Record excerpts start

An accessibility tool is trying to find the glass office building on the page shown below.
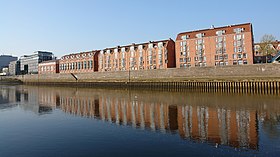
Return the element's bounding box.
[20,51,54,74]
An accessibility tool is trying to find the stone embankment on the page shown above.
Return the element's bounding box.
[2,64,280,93]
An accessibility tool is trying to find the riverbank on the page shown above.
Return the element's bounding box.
[2,64,280,93]
[0,77,23,85]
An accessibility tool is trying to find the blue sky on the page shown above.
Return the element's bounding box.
[0,0,280,57]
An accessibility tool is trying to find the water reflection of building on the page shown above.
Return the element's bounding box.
[61,92,258,149]
[0,86,280,149]
[178,106,258,149]
[0,86,56,114]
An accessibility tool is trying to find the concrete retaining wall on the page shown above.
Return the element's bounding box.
[1,64,280,82]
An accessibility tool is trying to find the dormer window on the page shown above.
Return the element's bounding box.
[216,30,226,36]
[195,33,205,38]
[158,42,163,48]
[233,28,244,34]
[148,44,154,49]
[130,46,134,51]
[181,35,190,40]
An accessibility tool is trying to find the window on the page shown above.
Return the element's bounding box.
[195,33,205,38]
[233,28,244,34]
[216,30,226,36]
[158,42,163,48]
[148,44,154,49]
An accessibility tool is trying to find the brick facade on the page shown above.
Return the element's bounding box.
[254,41,280,63]
[175,23,253,68]
[38,60,59,74]
[98,39,175,72]
[59,50,99,73]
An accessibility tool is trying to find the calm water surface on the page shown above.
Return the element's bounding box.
[0,85,280,157]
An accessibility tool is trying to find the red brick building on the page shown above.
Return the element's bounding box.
[38,60,59,74]
[175,23,253,68]
[98,39,176,72]
[254,41,280,63]
[59,50,100,73]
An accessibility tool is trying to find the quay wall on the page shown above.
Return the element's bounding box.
[8,64,280,83]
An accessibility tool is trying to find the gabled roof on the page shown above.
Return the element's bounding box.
[176,23,252,40]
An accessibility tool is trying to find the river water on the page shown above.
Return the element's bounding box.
[0,85,280,157]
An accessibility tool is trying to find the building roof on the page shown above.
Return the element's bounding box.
[39,59,59,64]
[103,38,173,51]
[61,50,100,59]
[176,23,252,40]
[254,40,280,50]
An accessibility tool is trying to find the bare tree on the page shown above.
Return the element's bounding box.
[259,34,276,63]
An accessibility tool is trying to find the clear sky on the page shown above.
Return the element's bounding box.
[0,0,280,57]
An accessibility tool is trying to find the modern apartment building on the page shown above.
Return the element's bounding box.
[9,61,20,75]
[176,23,254,68]
[38,60,59,74]
[19,51,54,74]
[254,41,280,63]
[0,55,18,69]
[59,50,100,73]
[98,39,176,72]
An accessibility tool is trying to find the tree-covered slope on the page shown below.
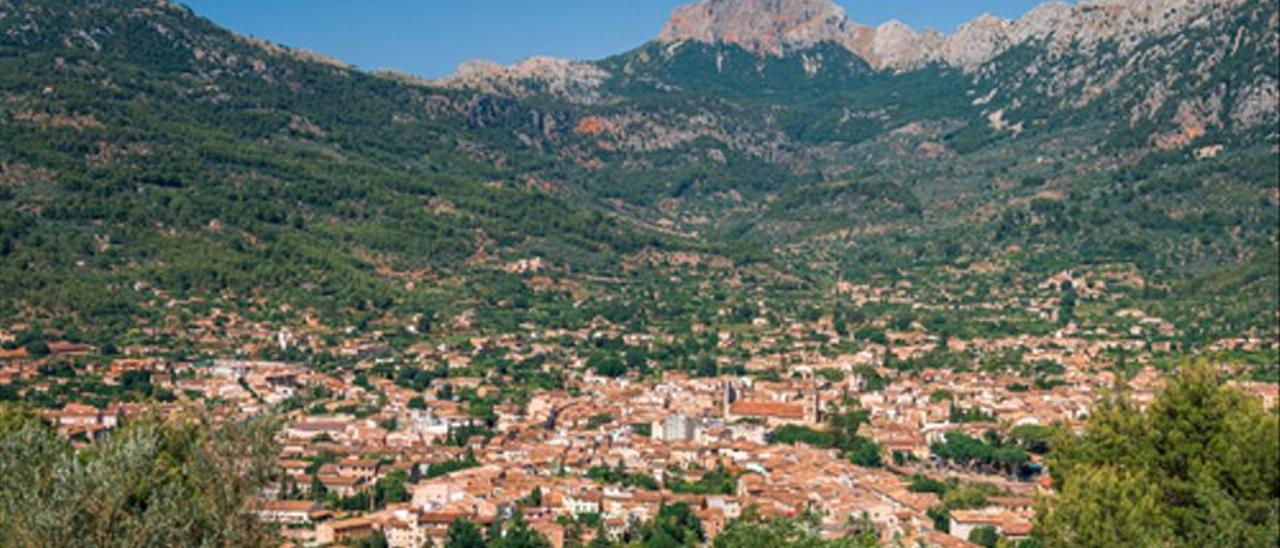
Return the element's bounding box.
[0,1,701,330]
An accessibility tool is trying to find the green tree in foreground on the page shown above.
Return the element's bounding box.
[1036,362,1280,547]
[0,408,275,547]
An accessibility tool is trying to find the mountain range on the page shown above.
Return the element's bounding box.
[0,0,1280,345]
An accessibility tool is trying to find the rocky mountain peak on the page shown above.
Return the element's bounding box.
[658,0,864,55]
[658,0,1240,70]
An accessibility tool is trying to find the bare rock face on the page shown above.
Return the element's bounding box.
[658,0,865,55]
[658,0,1242,70]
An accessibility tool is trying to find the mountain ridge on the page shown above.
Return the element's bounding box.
[435,0,1244,91]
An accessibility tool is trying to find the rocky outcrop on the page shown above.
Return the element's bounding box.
[658,0,1242,70]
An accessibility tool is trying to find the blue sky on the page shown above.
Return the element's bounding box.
[179,0,1054,77]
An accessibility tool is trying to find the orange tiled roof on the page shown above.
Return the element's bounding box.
[730,402,805,419]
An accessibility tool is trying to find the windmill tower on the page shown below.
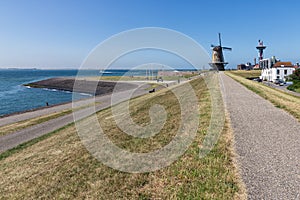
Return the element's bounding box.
[209,33,232,71]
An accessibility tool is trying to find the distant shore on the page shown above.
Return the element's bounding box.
[24,78,135,96]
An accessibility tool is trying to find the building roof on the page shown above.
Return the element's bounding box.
[274,62,293,67]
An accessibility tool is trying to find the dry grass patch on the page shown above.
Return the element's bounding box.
[226,72,300,121]
[0,109,72,136]
[0,75,241,199]
[0,102,100,136]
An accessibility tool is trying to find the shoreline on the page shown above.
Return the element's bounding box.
[24,77,135,96]
[0,77,136,119]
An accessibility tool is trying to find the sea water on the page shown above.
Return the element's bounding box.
[0,69,136,116]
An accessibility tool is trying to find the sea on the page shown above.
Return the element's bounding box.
[0,69,145,117]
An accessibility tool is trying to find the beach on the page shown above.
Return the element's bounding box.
[25,77,135,96]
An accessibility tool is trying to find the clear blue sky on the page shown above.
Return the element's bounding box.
[0,0,300,68]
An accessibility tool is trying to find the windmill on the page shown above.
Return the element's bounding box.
[209,33,232,71]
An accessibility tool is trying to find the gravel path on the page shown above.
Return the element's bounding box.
[220,72,300,199]
[0,83,149,153]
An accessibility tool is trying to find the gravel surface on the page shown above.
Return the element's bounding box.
[220,72,300,199]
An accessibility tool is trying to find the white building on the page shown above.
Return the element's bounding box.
[259,56,295,82]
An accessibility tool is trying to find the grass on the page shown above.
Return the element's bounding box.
[225,72,300,121]
[0,76,242,199]
[0,102,99,136]
[0,109,72,136]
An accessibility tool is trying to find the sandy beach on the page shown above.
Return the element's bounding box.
[25,78,135,95]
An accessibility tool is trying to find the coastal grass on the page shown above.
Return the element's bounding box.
[0,78,244,199]
[225,72,300,121]
[0,102,100,136]
[0,109,72,136]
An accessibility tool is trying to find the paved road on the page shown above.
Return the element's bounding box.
[0,83,149,153]
[263,81,300,97]
[220,73,300,199]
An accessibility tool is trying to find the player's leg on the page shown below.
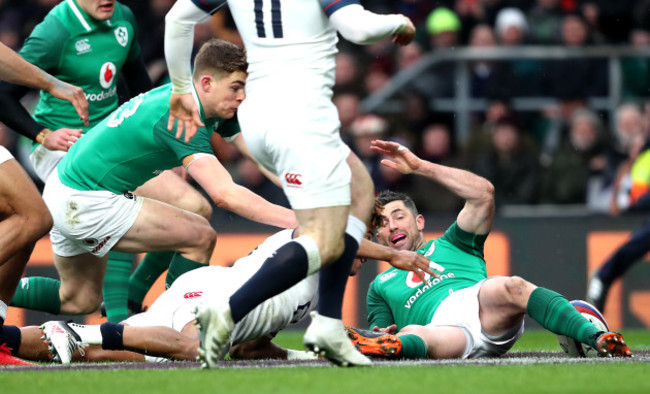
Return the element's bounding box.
[103,171,212,323]
[54,253,108,315]
[586,219,650,312]
[479,276,629,356]
[114,198,217,266]
[0,157,52,364]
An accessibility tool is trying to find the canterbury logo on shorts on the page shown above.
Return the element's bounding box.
[284,172,302,187]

Record excerpts end

Reproduce all of the entries above word for word, leaving out the pictures.

An accessibility tool is trying to find the glass office building on the page shown below.
Return the element's bounding box.
[20,51,54,74]
An accessibility tool is trying to find the stone embankment on the page shown above.
Return the element's bounding box.
[2,64,280,93]
An accessibility tool is trying to find the riverbank on the page shown above.
Return the element's bounding box.
[2,64,280,93]
[0,77,23,85]
An accessibility tool is trying to find the blue sky on the page shown above.
Return the element's bounding box.
[0,0,280,57]
An accessibility tool is trying to find the water reflection of building on the page shown above.
Return the element's bounding box.
[61,92,258,149]
[0,86,280,149]
[178,106,258,149]
[0,86,56,114]
An accessibility tool is trying to find the concrete retaining wall on the page shown above.
Return the element's bounding box.
[1,64,280,82]
An accessibility tool is trying to find the dormer window on the page shown above.
Return the element's bounding box.
[216,30,226,36]
[195,33,205,38]
[158,42,163,48]
[233,28,244,34]
[148,44,154,49]
[130,46,134,51]
[181,35,190,40]
An accessibility tool is trying to find the window on the page shown above.
Return the element's bounding box.
[195,33,205,38]
[233,28,244,34]
[216,30,226,36]
[158,42,163,48]
[148,44,154,49]
An accessibility tool is trying to find the brick facade on the page shown above.
Return the element's bounding box.
[254,41,280,63]
[175,23,253,68]
[38,60,59,74]
[98,39,175,72]
[59,50,99,73]
An accessibility tool is trying to find the calm water surface on the page shown above.
Return the element's bounding box.
[0,85,280,157]
An accessibility tool is trying to find the red brick building on the page shown above.
Return the element's bounding box.
[38,60,59,74]
[175,23,253,68]
[98,39,176,72]
[254,41,280,63]
[59,50,100,73]
An accessibility tool is trying to find the quay wall on the page shown above.
Return the element's bounding box.
[8,64,280,83]
An accessibility tool is trying to find the gabled roof on the page shown above.
Return the element's bounding box.
[176,23,252,40]
An accessibility tool is trying to find the river water on the page shown above.
Return the element's bounding box.
[0,85,280,157]
An accessibility tool is trying to find the building roof on the page shown above.
Return the element's bounding box.
[39,59,59,64]
[103,38,173,51]
[61,50,100,59]
[176,23,252,40]
[254,40,280,50]
An accessibility tool is trying to find the bare tree on the page shown above.
Return the element's bounding box.
[259,34,276,63]
An accessibility tool is trying to find the clear sky on the page shown above.
Return the element's bounding box.
[0,0,280,57]
An accessibility tool is trying to find the modern apartment building on the page shown above.
Return the element's bounding box.
[9,61,20,75]
[176,23,254,68]
[38,60,59,74]
[19,51,54,74]
[254,41,280,63]
[0,55,18,69]
[59,50,100,73]
[98,39,176,72]
An accessibility tool is trying to find the tree-covered slope on the page shown below.
Return the element's bounding box.
[0,1,701,330]
An accessibility tool is trying to find the green tree in foreground on the page shown above.
Return the element's bounding box.
[1036,362,1280,547]
[0,408,275,547]
An accessibility tool is trying to find the mountain range on the page shown above.
Return the element's bounding box.
[0,0,1280,345]
An accessibility tool is trying to find the rocky mountain peak on the page shown above.
Return the element's bounding box.
[658,0,864,55]
[658,0,1240,70]
An accessibility tool is trying to find the bare rock face on the page shown above.
Return the element's bounding box.
[658,0,865,55]
[658,0,1242,70]
An accessibility tool is trying to find the mountain ridge on the page shown above.
Return the element's bounding box.
[435,0,1244,91]
An accessibility tool is trying to find the rocky outcrop on the page shown above.
Return the element's bounding box.
[658,0,1242,70]
An accessibility tool is trying to find the blue sky on the page shown above.
Return the element's bounding box.
[179,0,1054,77]
An accessibility tool is trying to find the orange tiled roof on the page shown above.
Return the element's bounding box.
[730,402,805,419]
An accessibility tool is trying to find the windmill tower on the page shown below.
Return the element's bounding box.
[209,33,232,71]
An accessibility tool is trying to find the distant shore on the page shown above.
Return the element's bounding box.
[24,78,135,96]
An accessibility tool is trying to find the building roof on the page shown above.
Return the element's bounding box.
[274,62,293,67]
An accessibility tool is trying to find the dry grass patch on the page shown above.
Return the element's bounding box.
[226,72,300,121]
[0,109,72,136]
[0,75,241,199]
[0,102,100,136]
An accessibility tool is trying to find the shoreline on the page shown above.
Return the element's bounding box.
[24,77,135,96]
[0,77,136,119]
An accessibility tool is trying to find the sea water on the page shown above.
Return the element's bounding box.
[0,69,136,116]
An accessibility tool is trying to find the sea on the page shown above.
Return the element's bounding box.
[0,69,145,117]
An accessibility tool is trying to find the beach on the page shown above.
Return the element's bounding box.
[25,77,135,96]
An accessibility tool is trying to find the clear blue sky on the page shown above.
Return the element's bounding box.
[0,0,300,68]
An accessibility tool is trying to find the windmill on the page shown above.
Return the element's bounding box.
[209,33,232,71]
An accessibility tool is trying to find the gravel path on the page shown above.
Return the element's bounding box.
[220,72,300,199]
[0,83,149,153]
An accessibility tool is trying to find the gravel surface on the page shown above.
Return the element's bounding box.
[220,72,300,199]
An accessibility tool is trying to find the white building on the page shown above.
Return the element's bounding box.
[259,56,295,82]
An accessibility tool is trying to find the grass on the page shown above.
Return the element's bounding box.
[225,72,300,121]
[0,76,242,199]
[0,102,99,136]
[0,109,72,136]
An accessibility tool is trying to find the sandy beach on the page shown above.
Return the element's bounding box.
[25,78,135,95]
An accessibility tool is trying to find the coastal grass on the page shown above.
Return the element's bounding box.
[0,78,244,199]
[225,72,300,121]
[0,102,100,136]
[0,109,72,136]
An accessibility tool is trying to find the paved road on the page shown above.
Return the element's bounding box.
[0,83,149,153]
[263,81,300,97]
[220,73,300,199]
An accessibility tool is trying to find the player's leg on the page shown below.
Return the element's bounding box.
[103,171,212,323]
[54,253,108,315]
[586,219,650,312]
[479,276,629,356]
[114,198,217,266]
[0,157,52,364]
An accessibility tool is trying to find the canterbury logo on shorts on the page shown above.
Return the element's bounding box.
[284,172,302,187]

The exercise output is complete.